• Document text:
>>>>

Added JD structures for load, unload and run jobs. Initialize
job command and allocate memory for request structures for slow
path jobs.

Signed-off-by: Srikanth Yalavarthi <syalavarthi@marvell.com>
---
 drivers/ml/cnxk/cn10k_ml_dev.h   | 99 ++++++++++++++++++++++++++++++++
 drivers/ml/cnxk/cn10k_ml_model.h |  4 ++
 drivers/ml/cnxk/cn10k_ml_ops.c   | 19 +++++-
 drivers/ml/cnxk/cn10k_ml_ops.h   |  4 ++
 4 files changed, 125 insertions(+), 1 deletion(-)

<<<<

• The request: Translate this sentence from the patch description above into Spanish: "Added JD structures for load, unload and run jobs."

• Records provided:
>>>>

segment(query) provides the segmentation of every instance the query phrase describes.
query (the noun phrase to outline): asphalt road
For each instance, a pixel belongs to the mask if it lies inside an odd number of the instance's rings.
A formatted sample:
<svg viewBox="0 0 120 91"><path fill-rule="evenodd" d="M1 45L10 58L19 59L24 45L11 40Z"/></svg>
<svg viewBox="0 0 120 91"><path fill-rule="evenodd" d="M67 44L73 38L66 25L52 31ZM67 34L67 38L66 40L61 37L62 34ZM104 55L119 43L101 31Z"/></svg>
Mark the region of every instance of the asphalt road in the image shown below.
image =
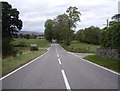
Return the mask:
<svg viewBox="0 0 120 91"><path fill-rule="evenodd" d="M118 89L118 75L52 44L31 64L2 79L3 89Z"/></svg>

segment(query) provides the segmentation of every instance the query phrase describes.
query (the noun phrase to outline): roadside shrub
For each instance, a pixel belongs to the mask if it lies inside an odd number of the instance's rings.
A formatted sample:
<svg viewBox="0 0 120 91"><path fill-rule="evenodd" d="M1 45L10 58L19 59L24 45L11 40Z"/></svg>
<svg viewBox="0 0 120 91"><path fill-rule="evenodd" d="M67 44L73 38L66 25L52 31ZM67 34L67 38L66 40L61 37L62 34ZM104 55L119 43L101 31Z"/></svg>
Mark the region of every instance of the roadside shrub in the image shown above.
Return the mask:
<svg viewBox="0 0 120 91"><path fill-rule="evenodd" d="M31 46L30 51L38 51L38 47L37 46Z"/></svg>
<svg viewBox="0 0 120 91"><path fill-rule="evenodd" d="M70 52L75 52L75 53L90 53L90 48L85 48L85 47L81 47L81 48L74 48L72 46L63 46L67 51Z"/></svg>
<svg viewBox="0 0 120 91"><path fill-rule="evenodd" d="M17 47L27 47L24 41L21 41Z"/></svg>
<svg viewBox="0 0 120 91"><path fill-rule="evenodd" d="M114 24L102 31L101 46L109 48L120 48L120 23Z"/></svg>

<<<<

• Full answer: Se añadieron estructuras JD para los trabajos de carga, descarga y ejecución.